GIVEN TASK = Count the lines in the entries below that contain the string "framed" and reply with that number only.

RECORDS PROVIDED =
══════════════════════════════
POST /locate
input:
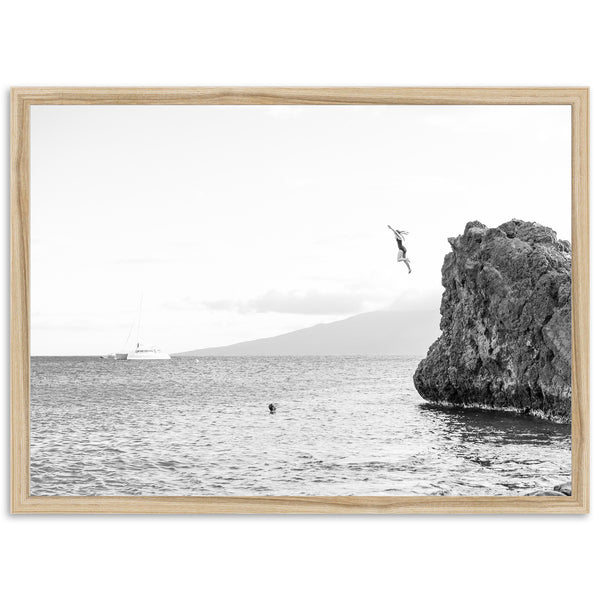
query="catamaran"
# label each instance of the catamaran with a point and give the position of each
(141, 352)
(147, 353)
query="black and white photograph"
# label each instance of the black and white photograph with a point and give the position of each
(300, 300)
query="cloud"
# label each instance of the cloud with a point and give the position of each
(295, 302)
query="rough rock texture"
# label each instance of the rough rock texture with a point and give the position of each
(506, 322)
(563, 489)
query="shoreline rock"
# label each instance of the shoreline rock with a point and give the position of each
(563, 489)
(505, 321)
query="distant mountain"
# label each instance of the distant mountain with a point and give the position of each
(380, 332)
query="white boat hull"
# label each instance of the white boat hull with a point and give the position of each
(148, 356)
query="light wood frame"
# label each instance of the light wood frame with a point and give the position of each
(21, 101)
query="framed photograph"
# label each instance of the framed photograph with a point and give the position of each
(300, 300)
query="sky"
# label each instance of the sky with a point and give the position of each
(231, 223)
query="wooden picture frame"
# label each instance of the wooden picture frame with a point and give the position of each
(22, 99)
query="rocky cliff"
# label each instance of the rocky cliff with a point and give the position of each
(506, 322)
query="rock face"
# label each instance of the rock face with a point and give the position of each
(506, 322)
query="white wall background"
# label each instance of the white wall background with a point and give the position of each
(522, 42)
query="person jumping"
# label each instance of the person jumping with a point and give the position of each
(399, 235)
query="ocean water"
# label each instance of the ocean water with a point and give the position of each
(343, 426)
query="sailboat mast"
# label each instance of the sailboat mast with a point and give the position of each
(139, 320)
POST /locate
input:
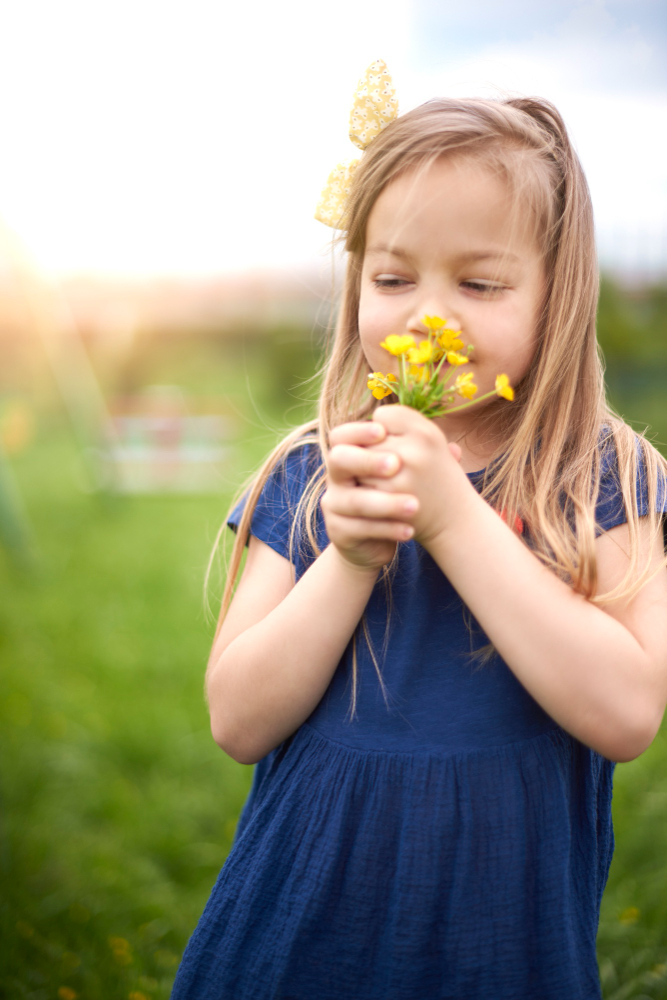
══════════════════════════════
SOLUTION FOR THIS TASK = 2